> [QUOTED PASSAGE]:
════

# Silly question re Olympic sj team



## ecrozier (23 June 2012)

I know nothing about it - when do they make the announcement?! Or have they done so already?


----------



## louisem (23 June 2012)

After Aachen I would guess


----------



## ecrozier (23 June 2012)

Thanks Louise, hoped someone knowledgeable would be online


----------



## teapot (23 June 2012)

There's a list of horses & riders submitted to the FEI including the British sj riders on a thread I started earlier today


----------



## louisem (23 June 2012)

teapot said:



			There's a list of horses & riders submitted to the FEI including the British sj riders on a thread I started earlier today 

Click to expand...

http://www.fei.org/sites/default/fi...ation Nominated Entries COCs 20 June 2012.pdf

Showjumpers are in pink.....


----------



## teapot (23 June 2012)

That's the one


----------



## ecrozier (23 June 2012)

Just watching hickstead on sky and announcement is 2nd July  thanks for link tho, must say I hope tripple x makes the team, and big star looked super impressive today!


----------



## xxlindeyxx (23 June 2012)

Rob hoesktra said the team will be announced next tuesday .


----------



## Jump2It (24 June 2012)

triple x is guaranteed along with either big star or probably carlo for nick...will be interesting to see who get the other two


----------



## TarrSteps (24 June 2012)

There are no guarantees! Look at the eventing teams.


----------

════

> [EXTRACTED MATERIAL]:
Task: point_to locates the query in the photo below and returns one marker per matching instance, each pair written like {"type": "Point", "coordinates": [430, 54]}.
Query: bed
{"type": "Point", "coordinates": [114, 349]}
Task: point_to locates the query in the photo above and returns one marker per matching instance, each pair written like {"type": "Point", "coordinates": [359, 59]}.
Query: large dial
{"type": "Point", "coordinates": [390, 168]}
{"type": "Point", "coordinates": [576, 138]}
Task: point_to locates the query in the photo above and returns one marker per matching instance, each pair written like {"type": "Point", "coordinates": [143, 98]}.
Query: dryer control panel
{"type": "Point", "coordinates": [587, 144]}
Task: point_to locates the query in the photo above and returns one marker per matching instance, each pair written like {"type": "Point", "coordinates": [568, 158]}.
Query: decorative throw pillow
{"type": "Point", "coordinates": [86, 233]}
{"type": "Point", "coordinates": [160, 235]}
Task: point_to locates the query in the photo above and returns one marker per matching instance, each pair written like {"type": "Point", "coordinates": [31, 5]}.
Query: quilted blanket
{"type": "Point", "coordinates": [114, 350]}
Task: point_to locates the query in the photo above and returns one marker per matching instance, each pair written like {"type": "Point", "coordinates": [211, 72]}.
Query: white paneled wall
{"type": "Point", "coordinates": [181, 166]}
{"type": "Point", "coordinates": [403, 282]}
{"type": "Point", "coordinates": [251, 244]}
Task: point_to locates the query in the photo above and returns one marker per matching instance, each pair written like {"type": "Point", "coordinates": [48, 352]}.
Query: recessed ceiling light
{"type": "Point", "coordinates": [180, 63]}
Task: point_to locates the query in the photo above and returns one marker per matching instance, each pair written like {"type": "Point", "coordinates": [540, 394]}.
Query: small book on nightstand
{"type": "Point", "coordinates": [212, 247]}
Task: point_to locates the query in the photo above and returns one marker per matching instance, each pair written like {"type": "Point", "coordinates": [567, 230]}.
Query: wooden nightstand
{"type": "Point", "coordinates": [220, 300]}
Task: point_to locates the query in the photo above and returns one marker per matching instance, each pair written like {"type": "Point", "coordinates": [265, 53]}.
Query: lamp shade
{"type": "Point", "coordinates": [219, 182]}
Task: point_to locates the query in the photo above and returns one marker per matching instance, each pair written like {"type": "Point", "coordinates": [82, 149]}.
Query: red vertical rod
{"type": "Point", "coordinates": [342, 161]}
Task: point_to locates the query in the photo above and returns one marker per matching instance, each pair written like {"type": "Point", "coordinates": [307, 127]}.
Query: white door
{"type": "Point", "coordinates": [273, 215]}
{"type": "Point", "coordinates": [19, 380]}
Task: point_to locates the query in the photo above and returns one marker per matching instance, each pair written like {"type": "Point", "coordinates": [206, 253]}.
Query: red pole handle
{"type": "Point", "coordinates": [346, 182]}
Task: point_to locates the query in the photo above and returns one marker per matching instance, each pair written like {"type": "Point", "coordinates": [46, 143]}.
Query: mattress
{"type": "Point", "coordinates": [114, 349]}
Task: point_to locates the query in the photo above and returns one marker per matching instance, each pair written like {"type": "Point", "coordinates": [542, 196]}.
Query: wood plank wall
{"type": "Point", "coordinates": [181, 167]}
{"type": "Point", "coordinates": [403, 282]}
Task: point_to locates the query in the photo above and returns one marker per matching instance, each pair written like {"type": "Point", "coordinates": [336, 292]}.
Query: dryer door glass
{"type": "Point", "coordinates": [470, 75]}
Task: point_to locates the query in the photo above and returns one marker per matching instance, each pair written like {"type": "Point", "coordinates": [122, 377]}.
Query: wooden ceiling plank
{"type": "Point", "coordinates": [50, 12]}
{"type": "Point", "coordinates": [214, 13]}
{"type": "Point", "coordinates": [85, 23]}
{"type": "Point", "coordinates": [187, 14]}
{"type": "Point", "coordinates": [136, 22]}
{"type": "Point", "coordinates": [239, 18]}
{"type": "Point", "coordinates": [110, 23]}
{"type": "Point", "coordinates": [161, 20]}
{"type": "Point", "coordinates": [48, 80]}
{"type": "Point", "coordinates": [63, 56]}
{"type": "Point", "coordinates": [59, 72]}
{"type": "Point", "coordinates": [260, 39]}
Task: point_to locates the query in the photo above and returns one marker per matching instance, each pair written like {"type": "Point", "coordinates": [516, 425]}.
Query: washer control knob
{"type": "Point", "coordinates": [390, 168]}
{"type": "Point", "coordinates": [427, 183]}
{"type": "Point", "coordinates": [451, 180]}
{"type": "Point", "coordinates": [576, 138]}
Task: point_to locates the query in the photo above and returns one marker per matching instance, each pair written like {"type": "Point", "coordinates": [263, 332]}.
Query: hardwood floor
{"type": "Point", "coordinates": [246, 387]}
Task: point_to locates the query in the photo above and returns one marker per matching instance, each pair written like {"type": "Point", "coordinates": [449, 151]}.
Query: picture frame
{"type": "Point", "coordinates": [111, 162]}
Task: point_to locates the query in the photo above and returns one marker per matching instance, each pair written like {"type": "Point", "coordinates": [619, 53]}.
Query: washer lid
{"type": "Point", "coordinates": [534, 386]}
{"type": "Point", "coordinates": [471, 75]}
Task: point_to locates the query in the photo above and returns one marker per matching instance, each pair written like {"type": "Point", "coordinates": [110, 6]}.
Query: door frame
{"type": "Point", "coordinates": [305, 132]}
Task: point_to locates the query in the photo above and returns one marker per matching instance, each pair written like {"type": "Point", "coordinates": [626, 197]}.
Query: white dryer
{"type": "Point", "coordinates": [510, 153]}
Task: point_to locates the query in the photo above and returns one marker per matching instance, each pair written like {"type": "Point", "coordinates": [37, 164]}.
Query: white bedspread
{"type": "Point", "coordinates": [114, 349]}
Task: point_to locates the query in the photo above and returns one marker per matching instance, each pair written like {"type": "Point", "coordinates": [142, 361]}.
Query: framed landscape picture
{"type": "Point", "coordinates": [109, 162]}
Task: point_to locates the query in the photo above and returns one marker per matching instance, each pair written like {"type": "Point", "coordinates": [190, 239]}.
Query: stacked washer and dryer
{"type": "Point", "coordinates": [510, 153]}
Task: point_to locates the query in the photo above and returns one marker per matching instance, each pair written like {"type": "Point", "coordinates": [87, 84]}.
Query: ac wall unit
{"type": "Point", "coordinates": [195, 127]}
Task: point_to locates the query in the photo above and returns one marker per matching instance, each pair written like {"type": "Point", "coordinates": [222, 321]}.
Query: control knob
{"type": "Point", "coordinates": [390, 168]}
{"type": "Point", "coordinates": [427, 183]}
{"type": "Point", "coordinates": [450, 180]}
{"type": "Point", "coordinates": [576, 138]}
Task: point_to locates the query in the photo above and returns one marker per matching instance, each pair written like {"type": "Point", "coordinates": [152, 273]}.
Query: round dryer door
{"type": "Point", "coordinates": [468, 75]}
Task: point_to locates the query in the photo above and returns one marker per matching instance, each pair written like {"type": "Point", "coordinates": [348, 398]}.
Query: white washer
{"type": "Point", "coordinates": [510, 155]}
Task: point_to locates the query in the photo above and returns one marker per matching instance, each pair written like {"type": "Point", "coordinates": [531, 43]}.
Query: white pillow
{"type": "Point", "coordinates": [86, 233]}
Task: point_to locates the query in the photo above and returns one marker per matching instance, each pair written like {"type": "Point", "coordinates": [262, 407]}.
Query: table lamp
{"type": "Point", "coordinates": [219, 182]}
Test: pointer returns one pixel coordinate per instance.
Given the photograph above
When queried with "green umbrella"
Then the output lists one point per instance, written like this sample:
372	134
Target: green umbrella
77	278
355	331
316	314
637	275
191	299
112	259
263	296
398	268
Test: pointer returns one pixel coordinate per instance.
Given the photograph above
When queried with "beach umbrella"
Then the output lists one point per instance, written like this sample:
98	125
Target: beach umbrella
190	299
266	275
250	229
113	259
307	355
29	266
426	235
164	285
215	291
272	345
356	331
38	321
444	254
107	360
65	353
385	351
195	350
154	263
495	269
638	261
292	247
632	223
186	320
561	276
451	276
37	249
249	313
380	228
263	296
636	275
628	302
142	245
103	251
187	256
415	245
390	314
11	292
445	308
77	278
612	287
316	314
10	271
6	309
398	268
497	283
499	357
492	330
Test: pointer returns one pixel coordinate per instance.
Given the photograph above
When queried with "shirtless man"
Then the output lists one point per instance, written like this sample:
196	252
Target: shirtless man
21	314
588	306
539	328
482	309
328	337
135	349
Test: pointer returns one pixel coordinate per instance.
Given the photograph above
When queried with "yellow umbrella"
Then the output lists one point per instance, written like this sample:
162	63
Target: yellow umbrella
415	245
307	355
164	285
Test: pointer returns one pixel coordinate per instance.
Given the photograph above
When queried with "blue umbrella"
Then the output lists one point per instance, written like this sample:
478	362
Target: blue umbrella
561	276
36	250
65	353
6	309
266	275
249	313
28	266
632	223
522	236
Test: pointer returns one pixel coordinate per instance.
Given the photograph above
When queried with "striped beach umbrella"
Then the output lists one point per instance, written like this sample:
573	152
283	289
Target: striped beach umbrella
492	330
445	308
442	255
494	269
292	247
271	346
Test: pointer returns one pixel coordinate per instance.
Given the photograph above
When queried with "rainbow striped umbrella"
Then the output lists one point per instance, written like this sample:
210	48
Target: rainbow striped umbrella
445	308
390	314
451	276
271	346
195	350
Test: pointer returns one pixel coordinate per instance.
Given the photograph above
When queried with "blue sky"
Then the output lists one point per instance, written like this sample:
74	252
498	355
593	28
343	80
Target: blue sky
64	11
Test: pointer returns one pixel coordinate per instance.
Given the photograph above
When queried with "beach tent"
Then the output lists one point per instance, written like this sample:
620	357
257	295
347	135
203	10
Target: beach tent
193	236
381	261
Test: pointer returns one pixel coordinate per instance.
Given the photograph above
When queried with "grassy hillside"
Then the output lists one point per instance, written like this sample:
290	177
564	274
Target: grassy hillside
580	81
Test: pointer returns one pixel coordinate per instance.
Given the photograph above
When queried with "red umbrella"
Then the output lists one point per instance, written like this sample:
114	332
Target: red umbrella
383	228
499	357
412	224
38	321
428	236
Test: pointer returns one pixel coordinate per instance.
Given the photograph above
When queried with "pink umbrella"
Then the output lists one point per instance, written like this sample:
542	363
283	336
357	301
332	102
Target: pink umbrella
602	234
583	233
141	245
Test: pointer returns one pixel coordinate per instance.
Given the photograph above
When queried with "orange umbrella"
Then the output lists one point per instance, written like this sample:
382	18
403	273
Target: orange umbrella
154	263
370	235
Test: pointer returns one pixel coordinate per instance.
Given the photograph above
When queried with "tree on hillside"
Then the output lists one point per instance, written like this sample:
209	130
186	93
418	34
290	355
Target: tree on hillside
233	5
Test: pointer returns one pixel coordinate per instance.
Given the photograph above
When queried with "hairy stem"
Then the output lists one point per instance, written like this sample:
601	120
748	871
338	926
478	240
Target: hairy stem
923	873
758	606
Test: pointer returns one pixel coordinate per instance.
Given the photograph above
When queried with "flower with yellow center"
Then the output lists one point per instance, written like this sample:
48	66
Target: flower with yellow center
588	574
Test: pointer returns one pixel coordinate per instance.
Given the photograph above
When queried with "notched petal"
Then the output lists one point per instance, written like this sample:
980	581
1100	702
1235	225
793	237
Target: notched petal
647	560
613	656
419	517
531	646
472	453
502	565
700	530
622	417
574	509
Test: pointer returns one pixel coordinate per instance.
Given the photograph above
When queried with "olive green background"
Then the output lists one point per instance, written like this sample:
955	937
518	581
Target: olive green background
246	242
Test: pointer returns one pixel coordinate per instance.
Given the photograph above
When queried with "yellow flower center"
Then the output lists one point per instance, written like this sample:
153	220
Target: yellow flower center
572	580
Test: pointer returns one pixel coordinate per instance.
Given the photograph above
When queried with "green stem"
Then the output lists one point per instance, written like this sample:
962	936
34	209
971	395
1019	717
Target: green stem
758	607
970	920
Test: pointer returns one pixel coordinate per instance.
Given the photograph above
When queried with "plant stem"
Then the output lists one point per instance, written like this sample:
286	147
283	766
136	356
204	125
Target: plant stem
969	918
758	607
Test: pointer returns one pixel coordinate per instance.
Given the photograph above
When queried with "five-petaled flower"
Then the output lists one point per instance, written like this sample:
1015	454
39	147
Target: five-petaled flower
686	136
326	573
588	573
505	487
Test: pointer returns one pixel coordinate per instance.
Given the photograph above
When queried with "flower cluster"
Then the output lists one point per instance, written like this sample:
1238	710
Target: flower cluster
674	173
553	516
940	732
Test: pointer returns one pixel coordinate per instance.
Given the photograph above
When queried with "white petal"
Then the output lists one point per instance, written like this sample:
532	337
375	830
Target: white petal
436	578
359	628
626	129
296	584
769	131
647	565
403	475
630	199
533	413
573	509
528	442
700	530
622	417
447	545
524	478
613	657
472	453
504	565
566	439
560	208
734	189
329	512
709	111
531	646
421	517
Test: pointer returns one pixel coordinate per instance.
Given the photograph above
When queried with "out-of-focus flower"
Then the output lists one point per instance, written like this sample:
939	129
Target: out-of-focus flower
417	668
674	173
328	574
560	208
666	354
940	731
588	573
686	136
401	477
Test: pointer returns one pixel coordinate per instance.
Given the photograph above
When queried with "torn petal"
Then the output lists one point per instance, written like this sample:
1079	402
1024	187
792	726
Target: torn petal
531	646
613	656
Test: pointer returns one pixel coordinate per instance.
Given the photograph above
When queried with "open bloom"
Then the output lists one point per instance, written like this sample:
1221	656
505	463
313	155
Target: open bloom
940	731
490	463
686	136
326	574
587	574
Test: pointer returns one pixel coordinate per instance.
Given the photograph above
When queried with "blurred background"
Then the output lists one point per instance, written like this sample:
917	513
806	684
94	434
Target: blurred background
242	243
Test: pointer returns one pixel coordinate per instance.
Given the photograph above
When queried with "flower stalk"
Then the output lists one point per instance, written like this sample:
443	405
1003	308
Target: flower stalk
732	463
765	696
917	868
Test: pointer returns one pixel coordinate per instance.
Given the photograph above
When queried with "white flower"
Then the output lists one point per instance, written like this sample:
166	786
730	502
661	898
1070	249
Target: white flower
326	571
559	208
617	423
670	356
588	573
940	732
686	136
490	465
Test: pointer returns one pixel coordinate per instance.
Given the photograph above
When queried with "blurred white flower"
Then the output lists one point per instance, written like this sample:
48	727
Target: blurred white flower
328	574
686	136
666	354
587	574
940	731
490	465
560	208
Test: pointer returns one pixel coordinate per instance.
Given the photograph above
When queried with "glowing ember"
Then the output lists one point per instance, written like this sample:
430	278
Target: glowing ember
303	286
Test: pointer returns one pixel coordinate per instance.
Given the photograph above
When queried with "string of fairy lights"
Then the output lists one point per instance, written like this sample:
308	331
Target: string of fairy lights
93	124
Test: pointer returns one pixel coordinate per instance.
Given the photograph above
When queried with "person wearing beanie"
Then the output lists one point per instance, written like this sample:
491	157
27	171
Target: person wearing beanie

════

> [WORK TO COMPLETE]:
[a] In the Olympic showjumping thread, swap "super impressive" for "very strong" and give the passage again. Begin at "Just watching hickstead" and stop after "xxlindeyxx (23 June 2012)".
[b] Can you sum up the Olympic showjumping thread in two sentences?
The rows are separate material from the thread.

> [ANSWERS FOR THE TASKS]:
[a]
Just watching hickstead on sky and announcement is 2nd July  thanks for link tho, must say I hope tripple x makes the team, and big star looked very strong today!


----------



## xxlindeyxx (23 June 2012)

[b] A poster asks when the Olympic showjumping team will be announced, and replies guess after Aachen and point to a list of horses and riders submitted to the FEI. The announcement is then given as 2nd July, or next Tuesday, and when one poster calls Triple X guaranteed, another answers that there are no guarantees.